> **Problem to work on**
Starting with the line in the material below that contains "Would you mind tagging the green foliage" and going on through the line that contains "(1144, 609)", output those lines as a JSON list of strings, one string per line, with blank lines dropped and the pictures left out.

> **The records**

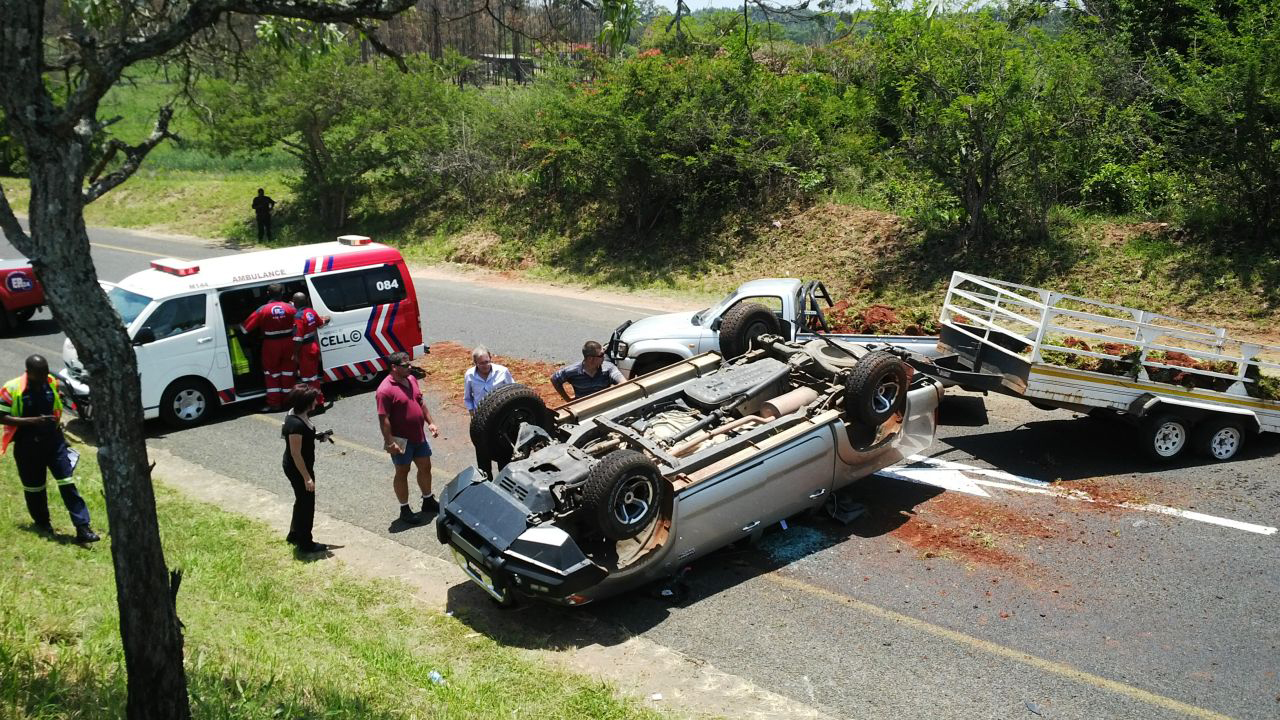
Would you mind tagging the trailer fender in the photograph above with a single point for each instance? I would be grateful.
(1148, 404)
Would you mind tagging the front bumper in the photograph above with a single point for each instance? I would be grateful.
(77, 392)
(497, 547)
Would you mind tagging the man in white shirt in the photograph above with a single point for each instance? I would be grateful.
(483, 378)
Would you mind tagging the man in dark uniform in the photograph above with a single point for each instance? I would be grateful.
(30, 411)
(263, 205)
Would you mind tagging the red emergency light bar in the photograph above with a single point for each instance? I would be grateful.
(181, 268)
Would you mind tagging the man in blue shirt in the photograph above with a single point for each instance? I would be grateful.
(592, 374)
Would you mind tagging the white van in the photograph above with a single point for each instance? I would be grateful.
(181, 315)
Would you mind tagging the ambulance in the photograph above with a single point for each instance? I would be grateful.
(183, 319)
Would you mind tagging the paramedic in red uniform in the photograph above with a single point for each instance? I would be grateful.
(306, 342)
(275, 320)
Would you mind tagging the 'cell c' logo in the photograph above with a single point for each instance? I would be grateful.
(19, 282)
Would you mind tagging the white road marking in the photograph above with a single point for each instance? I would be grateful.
(952, 475)
(937, 477)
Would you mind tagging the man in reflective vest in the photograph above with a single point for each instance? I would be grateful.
(31, 411)
(306, 342)
(275, 320)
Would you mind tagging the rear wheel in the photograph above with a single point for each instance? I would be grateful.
(497, 422)
(743, 324)
(1165, 436)
(624, 493)
(186, 402)
(1220, 438)
(876, 388)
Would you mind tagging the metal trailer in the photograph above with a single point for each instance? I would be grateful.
(1059, 350)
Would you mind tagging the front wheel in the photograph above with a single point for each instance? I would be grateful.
(186, 402)
(1165, 436)
(1219, 438)
(624, 493)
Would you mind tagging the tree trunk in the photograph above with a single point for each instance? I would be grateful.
(59, 251)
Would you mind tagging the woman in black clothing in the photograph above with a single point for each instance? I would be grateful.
(298, 463)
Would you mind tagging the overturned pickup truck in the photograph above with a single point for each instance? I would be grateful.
(627, 486)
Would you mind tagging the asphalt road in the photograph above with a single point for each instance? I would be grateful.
(1001, 600)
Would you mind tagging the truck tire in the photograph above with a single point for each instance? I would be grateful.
(186, 402)
(624, 493)
(1165, 436)
(743, 324)
(1219, 438)
(497, 422)
(876, 388)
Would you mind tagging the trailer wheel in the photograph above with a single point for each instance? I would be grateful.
(876, 388)
(1165, 436)
(743, 324)
(1220, 438)
(624, 493)
(498, 418)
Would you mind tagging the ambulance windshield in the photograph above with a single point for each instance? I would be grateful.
(127, 304)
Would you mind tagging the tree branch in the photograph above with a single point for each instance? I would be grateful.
(133, 156)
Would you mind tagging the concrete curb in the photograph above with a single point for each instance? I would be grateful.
(635, 665)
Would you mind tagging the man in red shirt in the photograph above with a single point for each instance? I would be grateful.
(401, 414)
(306, 342)
(275, 320)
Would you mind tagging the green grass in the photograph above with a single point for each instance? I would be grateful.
(266, 636)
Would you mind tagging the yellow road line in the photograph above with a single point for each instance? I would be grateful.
(135, 250)
(1000, 651)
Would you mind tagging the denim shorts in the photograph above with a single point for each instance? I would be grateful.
(412, 451)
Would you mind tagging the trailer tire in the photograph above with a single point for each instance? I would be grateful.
(1165, 436)
(1219, 438)
(497, 422)
(876, 390)
(624, 493)
(743, 324)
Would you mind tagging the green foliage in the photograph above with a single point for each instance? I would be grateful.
(353, 127)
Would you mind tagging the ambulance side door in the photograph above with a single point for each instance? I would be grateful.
(361, 304)
(174, 340)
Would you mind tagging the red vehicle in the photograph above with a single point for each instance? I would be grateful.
(21, 294)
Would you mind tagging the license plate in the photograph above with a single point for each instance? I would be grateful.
(479, 575)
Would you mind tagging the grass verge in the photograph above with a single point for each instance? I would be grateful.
(266, 636)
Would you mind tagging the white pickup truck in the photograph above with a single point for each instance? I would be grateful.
(782, 306)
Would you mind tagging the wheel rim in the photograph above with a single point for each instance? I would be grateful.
(1225, 443)
(635, 499)
(886, 396)
(1170, 438)
(188, 405)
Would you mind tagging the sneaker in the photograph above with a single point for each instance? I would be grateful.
(430, 506)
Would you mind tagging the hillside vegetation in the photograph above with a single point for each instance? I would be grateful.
(1106, 150)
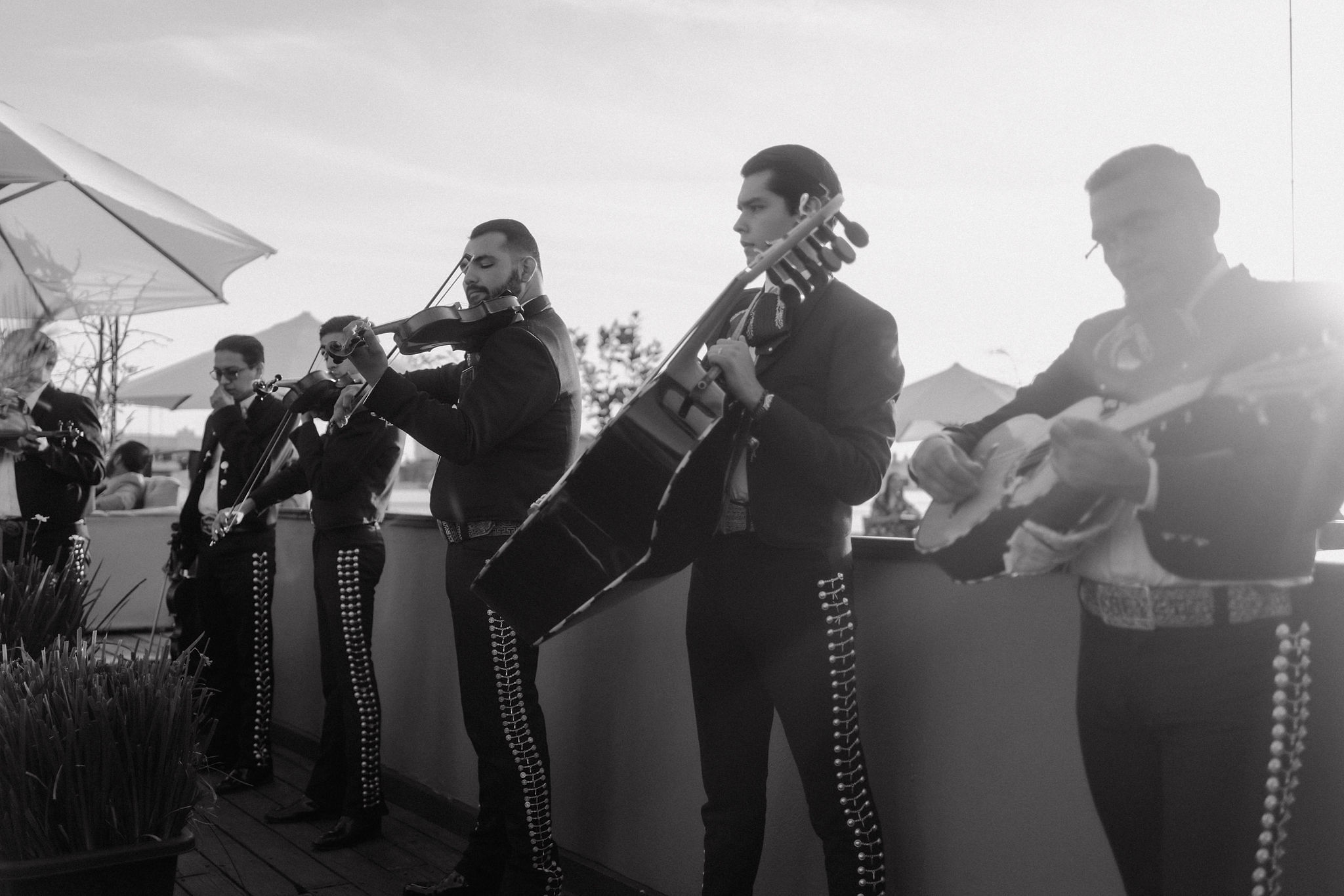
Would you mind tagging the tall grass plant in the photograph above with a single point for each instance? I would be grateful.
(96, 750)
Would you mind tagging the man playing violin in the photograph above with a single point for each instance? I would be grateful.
(45, 481)
(1190, 669)
(770, 624)
(350, 472)
(505, 424)
(236, 574)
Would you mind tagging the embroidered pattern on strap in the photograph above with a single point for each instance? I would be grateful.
(360, 664)
(261, 657)
(1285, 750)
(851, 777)
(537, 796)
(1144, 609)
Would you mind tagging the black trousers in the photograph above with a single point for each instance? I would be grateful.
(1190, 754)
(234, 583)
(510, 847)
(49, 542)
(347, 565)
(772, 630)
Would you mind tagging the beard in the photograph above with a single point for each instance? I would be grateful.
(513, 287)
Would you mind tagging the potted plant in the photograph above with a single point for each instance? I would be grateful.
(100, 750)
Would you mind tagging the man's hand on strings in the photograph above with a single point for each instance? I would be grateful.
(733, 356)
(369, 359)
(1093, 457)
(944, 470)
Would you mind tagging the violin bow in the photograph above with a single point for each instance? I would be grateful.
(444, 289)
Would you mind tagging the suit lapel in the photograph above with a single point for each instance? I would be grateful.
(800, 317)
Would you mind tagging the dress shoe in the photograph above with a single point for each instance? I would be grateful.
(243, 778)
(452, 886)
(348, 832)
(301, 809)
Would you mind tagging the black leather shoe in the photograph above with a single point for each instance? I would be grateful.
(301, 809)
(452, 886)
(350, 832)
(243, 779)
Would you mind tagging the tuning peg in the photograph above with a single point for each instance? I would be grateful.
(856, 233)
(845, 250)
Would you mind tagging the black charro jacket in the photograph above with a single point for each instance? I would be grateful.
(350, 470)
(57, 481)
(510, 434)
(826, 442)
(245, 438)
(1244, 481)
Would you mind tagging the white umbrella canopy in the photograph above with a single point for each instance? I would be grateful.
(955, 396)
(81, 234)
(291, 350)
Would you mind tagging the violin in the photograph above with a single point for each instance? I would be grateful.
(314, 393)
(16, 425)
(461, 328)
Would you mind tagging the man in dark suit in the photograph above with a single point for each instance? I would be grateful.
(236, 573)
(1191, 687)
(505, 424)
(770, 621)
(45, 484)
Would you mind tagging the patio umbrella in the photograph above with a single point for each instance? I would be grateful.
(82, 235)
(955, 396)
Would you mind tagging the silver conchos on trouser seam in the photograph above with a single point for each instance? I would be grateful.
(1290, 731)
(851, 778)
(261, 657)
(360, 664)
(537, 798)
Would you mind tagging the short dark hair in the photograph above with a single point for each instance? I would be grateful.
(1148, 157)
(246, 346)
(516, 237)
(337, 324)
(133, 456)
(795, 171)
(30, 343)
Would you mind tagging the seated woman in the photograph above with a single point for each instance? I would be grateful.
(124, 489)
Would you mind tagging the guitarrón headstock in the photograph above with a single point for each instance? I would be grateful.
(812, 250)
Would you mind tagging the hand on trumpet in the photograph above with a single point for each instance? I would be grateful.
(229, 518)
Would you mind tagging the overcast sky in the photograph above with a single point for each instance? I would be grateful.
(363, 140)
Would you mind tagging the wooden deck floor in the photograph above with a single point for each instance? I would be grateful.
(238, 853)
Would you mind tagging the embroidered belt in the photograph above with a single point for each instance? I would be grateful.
(734, 518)
(459, 533)
(16, 525)
(1183, 606)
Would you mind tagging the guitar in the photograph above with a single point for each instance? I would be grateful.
(1026, 521)
(641, 502)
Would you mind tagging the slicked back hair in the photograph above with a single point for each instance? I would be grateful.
(249, 347)
(135, 457)
(795, 171)
(516, 237)
(1179, 167)
(337, 324)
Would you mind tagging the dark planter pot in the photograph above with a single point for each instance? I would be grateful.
(140, 870)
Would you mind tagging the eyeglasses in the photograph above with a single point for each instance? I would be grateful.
(226, 375)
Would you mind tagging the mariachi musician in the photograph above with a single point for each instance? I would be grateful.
(770, 619)
(505, 424)
(45, 484)
(1190, 687)
(350, 470)
(236, 574)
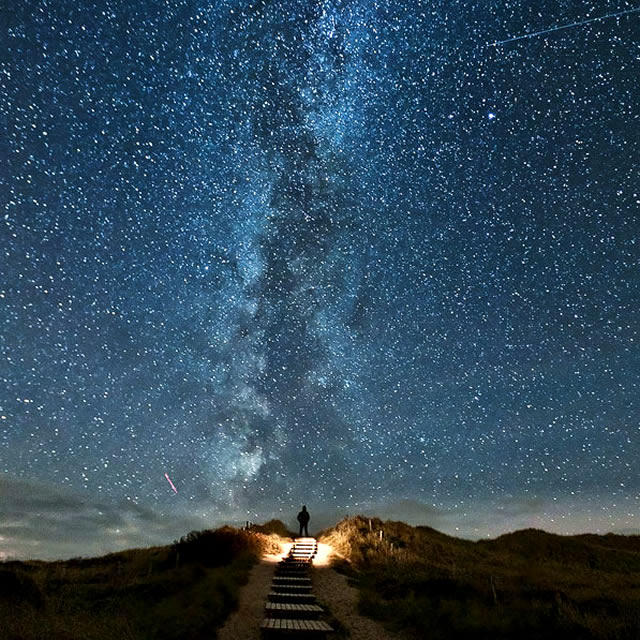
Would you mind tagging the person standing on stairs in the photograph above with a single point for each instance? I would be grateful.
(303, 519)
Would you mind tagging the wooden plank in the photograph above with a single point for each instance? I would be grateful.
(290, 588)
(284, 596)
(292, 579)
(293, 610)
(310, 627)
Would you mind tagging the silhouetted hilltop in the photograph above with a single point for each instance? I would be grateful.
(273, 527)
(183, 590)
(527, 584)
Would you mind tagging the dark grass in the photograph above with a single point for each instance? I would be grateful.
(184, 591)
(528, 585)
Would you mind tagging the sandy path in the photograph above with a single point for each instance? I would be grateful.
(341, 599)
(331, 589)
(244, 622)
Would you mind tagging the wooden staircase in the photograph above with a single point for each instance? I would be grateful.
(291, 610)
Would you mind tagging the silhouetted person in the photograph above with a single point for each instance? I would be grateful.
(303, 519)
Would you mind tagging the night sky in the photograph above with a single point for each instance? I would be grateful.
(368, 256)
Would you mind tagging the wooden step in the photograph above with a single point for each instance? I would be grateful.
(291, 580)
(293, 610)
(287, 596)
(279, 627)
(291, 588)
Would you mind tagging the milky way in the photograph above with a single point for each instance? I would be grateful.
(345, 253)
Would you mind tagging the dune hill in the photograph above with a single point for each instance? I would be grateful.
(184, 590)
(527, 584)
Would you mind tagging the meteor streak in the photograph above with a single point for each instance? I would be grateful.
(166, 475)
(565, 26)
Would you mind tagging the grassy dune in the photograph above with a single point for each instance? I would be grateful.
(182, 591)
(527, 585)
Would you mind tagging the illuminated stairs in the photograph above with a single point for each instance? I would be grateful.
(291, 610)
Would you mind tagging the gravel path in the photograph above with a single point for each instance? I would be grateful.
(244, 622)
(333, 592)
(329, 587)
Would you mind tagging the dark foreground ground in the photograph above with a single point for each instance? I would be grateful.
(526, 585)
(182, 591)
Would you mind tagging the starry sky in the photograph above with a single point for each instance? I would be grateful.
(369, 256)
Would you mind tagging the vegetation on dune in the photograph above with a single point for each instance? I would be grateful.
(185, 590)
(529, 584)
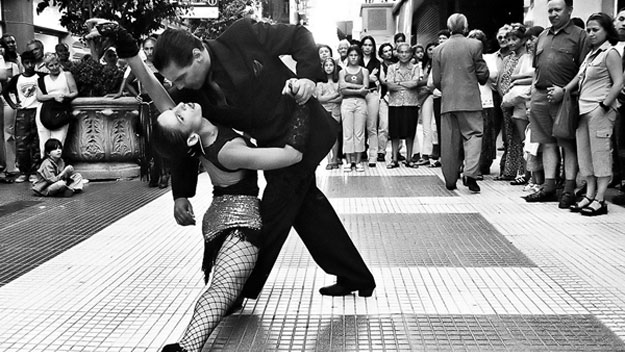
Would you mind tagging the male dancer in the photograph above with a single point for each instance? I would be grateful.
(239, 79)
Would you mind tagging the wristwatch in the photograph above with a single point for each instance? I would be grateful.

> **Answer to this task**
[
  "Would you mind tagging the green foliage in the photograph above with a single point for each instance? I would be grateful.",
  "(353, 127)",
  "Would you mind tagging the ambulance side door in the photograph above with a single point for each instance? I would be grateful.",
  "(361, 304)",
  "(174, 340)",
  "Would you mind tagging the red vehicle in the photograph above with a single point for each instance? I would be grateful.",
  "(21, 294)",
  "Would you mind tagging the license plate in the photograph above with a single point for each instance? I would be grateful.",
  "(479, 575)",
  "Would you mind tagging the grass verge in the photograph above with a single point for each instance? I would be grateful.",
  "(266, 636)",
  "Would you mind tagging the white pickup truck in the photograph above with a single point for each instance? I would be grateful.",
  "(782, 306)",
  "Would you mind tagging the wheel rim in the photograph above with a single point for each instance? I would be grateful.",
  "(1225, 443)",
  "(635, 499)",
  "(886, 396)",
  "(1170, 438)",
  "(188, 405)",
  "Would you mind tagging the sneaker in the photograph above with a single point for each instance? I would be grateful.",
  "(430, 506)",
  "Would you mind tagging the hillside vegetation in the photograph above with a single point for each instance? I would be grateful.",
  "(1106, 150)",
  "Would you mind tagging the tall grass plant in the photograph above with a single point for each instance? I would be grateful.",
  "(96, 750)",
  "Would you mind tagging the man playing violin in the photograph above with a single point for each instance? I would be grateful.",
  "(45, 481)",
  "(1190, 669)",
  "(770, 624)",
  "(350, 472)",
  "(505, 424)",
  "(236, 574)",
  "Would you mind tagging the embroidered pattern on strap in the photograph above with a single point for each instance? I would be grateful.",
  "(360, 664)",
  "(261, 657)",
  "(1285, 750)",
  "(851, 777)",
  "(537, 796)",
  "(1144, 609)"
]